You might also see several browser-specific attributes used on the <body> element; these are also covered in Appendix I:

language, topmargin, bottommargin, leftmargin, rightmargin, scroll,
bgproperties, marginheight, marginwidth

Attribute Groups

As you have seen, attributes live on the opening tag of an element and provide extra information about the element that carries them. All attributes consist of a name and a value; the name reflects a property of the element the attribute is describing, and the value is a value for that property. For example, the xml:lang attribute describes the language used within that element; a value such as EN-US would indicate that the language used inside the element is U.S. English. Many of the elements in XHTML can carry some or all of the attributes you will meet in this section; at first some of them may sound a little abstract, although they will make more sense as you see them used throughout the book. So don't worry if they do not make much sense at first.

There are three groups of attributes that many of the XHTML elements can carry:

  • Core attributes: The class, id, and title attributes

  • Internationalization attributes: The dir, lang, and xml:lang attributes

  • UI events: Attributes associated with events such as onclick, ondoubleclick, onmousedown, onmouseup, onmouseover, onmousemove, onmouseout, onkeypress, onkeydown, and onkeyup (these are covered in more detail in Chapter 11)

Note

Together, the core attributes and the internationalization attributes are known as universal attributes.

Core Attributes

The four core attributes that can be used on the majority of XHTML elements (although not all) are:

id title class style

Throughout the rest of the book, where these attributes occasionally have special meaning for an element that differs from the description given here, I revisit them; otherwise their use can generally be described as you see in the subsections that follow.

The id Attribute

The id attribute can be used to uniquely identify any element within a page. You might want to uniquely identify an element so that you can link to that specific part in the document, or to specify that a CSS style or piece of JavaScript should apply to the content of just that one element within the document.

The syntax for the id attribute is as follows (where string is your chosen value for the attribute):

id="string"

For example, the id attribute could be used to distinguish between two paragraph elements, like so:

<p id="accounts">This paragraph explains the role of the accounts
department.</p>
<p id="sales">This paragraph explains the role of the sales department.</p>

Note that there are some special rules for the value of the id attribute. It must:

  • Begin with a letter (A-Z or a-z) and can then be followed by any number of letters, digits (0-9), hyphens, underscores, colons, and periods (you may not start the value with a digit, hyphen, underscore, colon, or period).

  • Remain unique within that document; no two id attributes may have the same value within one XHTML page.

__Data listing__.

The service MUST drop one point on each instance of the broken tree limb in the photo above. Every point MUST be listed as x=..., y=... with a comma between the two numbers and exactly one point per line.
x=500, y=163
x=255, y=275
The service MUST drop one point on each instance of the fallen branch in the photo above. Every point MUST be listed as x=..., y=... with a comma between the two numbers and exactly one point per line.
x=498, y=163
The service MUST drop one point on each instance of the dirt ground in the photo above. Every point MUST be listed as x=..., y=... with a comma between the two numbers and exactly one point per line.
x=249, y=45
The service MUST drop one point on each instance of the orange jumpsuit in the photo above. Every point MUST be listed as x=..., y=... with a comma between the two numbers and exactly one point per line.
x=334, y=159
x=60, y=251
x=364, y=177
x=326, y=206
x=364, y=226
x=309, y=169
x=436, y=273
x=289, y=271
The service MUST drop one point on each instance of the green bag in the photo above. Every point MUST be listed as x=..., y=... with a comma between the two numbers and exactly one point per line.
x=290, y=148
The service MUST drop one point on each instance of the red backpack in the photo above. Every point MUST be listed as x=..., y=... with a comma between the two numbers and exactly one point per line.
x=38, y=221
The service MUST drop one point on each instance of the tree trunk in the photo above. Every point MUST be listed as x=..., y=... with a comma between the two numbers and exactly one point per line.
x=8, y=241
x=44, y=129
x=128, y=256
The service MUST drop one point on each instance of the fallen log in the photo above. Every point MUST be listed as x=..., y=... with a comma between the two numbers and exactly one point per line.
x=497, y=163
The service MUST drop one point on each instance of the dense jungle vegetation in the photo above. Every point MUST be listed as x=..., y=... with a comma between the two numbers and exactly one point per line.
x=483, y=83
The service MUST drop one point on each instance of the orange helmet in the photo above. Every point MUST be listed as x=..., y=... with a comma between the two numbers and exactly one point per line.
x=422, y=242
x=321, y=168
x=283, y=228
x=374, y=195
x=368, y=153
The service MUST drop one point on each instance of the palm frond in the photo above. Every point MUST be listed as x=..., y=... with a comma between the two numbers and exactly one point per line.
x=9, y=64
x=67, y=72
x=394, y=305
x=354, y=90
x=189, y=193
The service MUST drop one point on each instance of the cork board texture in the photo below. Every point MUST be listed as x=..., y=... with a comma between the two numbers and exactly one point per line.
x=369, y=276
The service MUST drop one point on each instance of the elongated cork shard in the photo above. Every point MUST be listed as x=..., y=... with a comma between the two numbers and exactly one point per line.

__Task prompt__. Which attributes does the excerpt on XHTML attributes list as internationalization attributes?

__Exercise response__. dir, lang, xml:lang